WHAT YOU NEED TO DO
Below are some records. Reproduce them exactly from their first line through the line with "cabinet door in the photo above.", inclusive.

LISTED ENTRIES
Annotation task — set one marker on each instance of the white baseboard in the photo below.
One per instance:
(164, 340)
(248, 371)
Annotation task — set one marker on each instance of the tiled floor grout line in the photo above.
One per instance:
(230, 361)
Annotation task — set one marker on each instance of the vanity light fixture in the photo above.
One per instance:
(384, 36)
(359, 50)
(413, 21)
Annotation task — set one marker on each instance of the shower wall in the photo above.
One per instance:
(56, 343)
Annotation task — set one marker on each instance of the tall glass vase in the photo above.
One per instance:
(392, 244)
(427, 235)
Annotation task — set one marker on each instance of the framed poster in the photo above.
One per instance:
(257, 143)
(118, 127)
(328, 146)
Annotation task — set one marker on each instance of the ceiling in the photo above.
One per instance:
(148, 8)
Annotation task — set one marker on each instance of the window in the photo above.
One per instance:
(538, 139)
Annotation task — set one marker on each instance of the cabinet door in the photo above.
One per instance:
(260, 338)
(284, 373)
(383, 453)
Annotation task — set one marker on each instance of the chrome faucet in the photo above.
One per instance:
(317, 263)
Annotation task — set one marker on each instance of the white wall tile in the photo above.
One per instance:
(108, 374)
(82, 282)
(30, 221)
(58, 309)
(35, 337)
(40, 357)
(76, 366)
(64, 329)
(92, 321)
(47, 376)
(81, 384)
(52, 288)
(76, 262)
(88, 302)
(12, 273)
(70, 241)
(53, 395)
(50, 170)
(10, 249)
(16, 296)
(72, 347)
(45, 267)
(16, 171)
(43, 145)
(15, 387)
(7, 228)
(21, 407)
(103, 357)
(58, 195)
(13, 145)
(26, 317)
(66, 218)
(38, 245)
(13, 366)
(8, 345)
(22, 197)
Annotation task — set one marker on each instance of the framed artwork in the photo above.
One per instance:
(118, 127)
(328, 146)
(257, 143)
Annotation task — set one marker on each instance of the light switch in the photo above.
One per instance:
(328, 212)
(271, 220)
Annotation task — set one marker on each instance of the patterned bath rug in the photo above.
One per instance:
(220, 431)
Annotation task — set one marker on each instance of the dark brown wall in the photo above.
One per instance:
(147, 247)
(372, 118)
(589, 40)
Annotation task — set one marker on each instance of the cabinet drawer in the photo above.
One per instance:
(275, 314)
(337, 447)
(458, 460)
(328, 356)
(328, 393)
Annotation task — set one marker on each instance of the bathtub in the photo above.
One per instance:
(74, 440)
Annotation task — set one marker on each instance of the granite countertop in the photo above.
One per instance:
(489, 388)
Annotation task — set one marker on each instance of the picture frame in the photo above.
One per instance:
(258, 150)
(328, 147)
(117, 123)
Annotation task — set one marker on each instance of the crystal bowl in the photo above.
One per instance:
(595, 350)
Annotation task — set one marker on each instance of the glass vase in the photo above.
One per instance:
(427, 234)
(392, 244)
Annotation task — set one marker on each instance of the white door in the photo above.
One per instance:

PROBLEM SOLUTION
Annotation task — set one marker on each instance of the white baseboard in the photo below.
One per instance:
(164, 340)
(248, 371)
Annotation task — set one marker on each instance of the tiled floor grout line in the photo above.
One per instance:
(230, 361)
Annotation task — set one marker on each instance of the vanity light fixture in the photo above.
One per instance:
(384, 36)
(359, 50)
(413, 21)
Annotation task — set one marker on each instance of the shower wall in the photo above.
One per instance:
(56, 343)
Annotation task — set one marker on each instance of the tall glass vase in the photo above.
One per instance:
(392, 244)
(427, 235)
Annotation task — set one marker on each instance of the framed poster in the photo above.
One per instance:
(257, 143)
(118, 127)
(328, 146)
Annotation task — set one marker on each instance of the ceiling in the photo above.
One per instance:
(148, 8)
Annotation task — set one marker on each instance of the window in the photo above.
One per instance:
(538, 139)
Annotation task — set one marker on each instance of the cabinet door in the photo above.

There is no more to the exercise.